Prompt →
Rewrite the records from the start through the line containing "109L0 99V407L720 394L717", swapping "rough mask" for "coarse mask" and leaving everything else unchanged.
--- Data for review Enclosed Below ---
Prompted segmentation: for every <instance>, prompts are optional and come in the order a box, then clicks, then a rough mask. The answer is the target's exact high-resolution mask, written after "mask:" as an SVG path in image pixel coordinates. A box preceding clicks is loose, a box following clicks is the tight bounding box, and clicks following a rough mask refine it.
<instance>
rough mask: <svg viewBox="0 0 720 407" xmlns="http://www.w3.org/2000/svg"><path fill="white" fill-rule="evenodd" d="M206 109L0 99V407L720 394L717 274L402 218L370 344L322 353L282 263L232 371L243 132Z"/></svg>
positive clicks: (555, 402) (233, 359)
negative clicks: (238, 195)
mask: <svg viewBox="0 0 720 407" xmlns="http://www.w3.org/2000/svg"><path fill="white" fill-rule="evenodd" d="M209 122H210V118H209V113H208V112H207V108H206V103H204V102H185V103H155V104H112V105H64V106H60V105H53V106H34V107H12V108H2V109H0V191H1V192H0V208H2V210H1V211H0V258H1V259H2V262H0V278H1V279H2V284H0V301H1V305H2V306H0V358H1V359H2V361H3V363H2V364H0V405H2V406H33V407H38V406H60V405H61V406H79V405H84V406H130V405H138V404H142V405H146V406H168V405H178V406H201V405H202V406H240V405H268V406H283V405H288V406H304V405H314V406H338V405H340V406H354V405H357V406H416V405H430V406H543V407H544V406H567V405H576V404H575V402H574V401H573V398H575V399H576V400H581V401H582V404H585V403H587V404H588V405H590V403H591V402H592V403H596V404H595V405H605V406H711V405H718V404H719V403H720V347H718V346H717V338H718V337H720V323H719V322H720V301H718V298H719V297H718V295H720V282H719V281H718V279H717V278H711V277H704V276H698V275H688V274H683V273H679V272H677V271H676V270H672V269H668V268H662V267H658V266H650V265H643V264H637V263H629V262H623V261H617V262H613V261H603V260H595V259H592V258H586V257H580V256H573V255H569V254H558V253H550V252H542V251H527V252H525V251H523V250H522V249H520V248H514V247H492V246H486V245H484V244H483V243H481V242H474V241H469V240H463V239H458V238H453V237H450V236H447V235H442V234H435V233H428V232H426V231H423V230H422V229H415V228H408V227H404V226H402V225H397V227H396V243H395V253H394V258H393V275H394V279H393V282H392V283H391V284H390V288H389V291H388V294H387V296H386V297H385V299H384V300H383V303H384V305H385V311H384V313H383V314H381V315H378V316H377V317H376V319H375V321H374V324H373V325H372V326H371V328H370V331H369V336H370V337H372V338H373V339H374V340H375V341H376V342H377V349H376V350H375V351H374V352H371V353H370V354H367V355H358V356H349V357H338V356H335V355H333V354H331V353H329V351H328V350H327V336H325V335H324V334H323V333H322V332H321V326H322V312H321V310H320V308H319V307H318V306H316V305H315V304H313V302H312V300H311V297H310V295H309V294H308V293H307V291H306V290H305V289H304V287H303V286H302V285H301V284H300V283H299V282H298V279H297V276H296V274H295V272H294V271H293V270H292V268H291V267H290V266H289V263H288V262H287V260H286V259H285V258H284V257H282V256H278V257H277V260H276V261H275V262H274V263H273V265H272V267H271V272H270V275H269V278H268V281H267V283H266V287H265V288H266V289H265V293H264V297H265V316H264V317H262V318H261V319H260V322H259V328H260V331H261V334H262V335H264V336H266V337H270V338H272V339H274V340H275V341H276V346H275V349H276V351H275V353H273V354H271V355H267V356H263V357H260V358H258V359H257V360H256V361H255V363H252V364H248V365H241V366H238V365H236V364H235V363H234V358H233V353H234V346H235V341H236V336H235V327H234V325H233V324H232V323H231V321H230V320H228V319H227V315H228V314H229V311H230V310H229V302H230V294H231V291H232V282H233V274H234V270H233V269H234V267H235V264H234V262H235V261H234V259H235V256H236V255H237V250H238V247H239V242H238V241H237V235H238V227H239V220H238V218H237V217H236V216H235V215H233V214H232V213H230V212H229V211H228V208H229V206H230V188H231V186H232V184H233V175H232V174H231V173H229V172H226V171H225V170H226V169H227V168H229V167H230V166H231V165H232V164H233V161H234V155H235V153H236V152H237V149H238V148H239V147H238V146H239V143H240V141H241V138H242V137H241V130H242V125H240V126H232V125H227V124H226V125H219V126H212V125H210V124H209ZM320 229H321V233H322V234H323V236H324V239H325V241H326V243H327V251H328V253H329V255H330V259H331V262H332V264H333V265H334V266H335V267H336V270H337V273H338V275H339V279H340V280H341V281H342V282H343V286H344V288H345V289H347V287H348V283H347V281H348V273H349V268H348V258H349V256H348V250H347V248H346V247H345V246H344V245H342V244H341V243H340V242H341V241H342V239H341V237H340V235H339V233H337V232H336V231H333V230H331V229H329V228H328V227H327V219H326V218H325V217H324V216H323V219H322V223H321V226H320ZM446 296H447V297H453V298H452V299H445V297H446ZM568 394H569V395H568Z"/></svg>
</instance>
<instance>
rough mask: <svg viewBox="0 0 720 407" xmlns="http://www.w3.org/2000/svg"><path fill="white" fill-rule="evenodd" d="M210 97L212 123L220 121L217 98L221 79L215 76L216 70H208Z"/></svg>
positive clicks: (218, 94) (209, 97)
--- End of Enclosed Data for review ---
Solved exercise →
Prompted segmentation: for every <instance>, prompts are optional and come in the order a box, then clicks, then a coarse mask. The answer is the target's exact high-resolution mask, written after "mask:" as an SVG path in image pixel coordinates. A box preceding clicks is loose, a box following clicks is the tight bounding box, and clicks following a coarse mask refine it.
<instance>
coarse mask: <svg viewBox="0 0 720 407" xmlns="http://www.w3.org/2000/svg"><path fill="white" fill-rule="evenodd" d="M206 109L0 99V407L720 394L717 274L402 218L370 344L322 353L282 263L232 371L243 132Z"/></svg>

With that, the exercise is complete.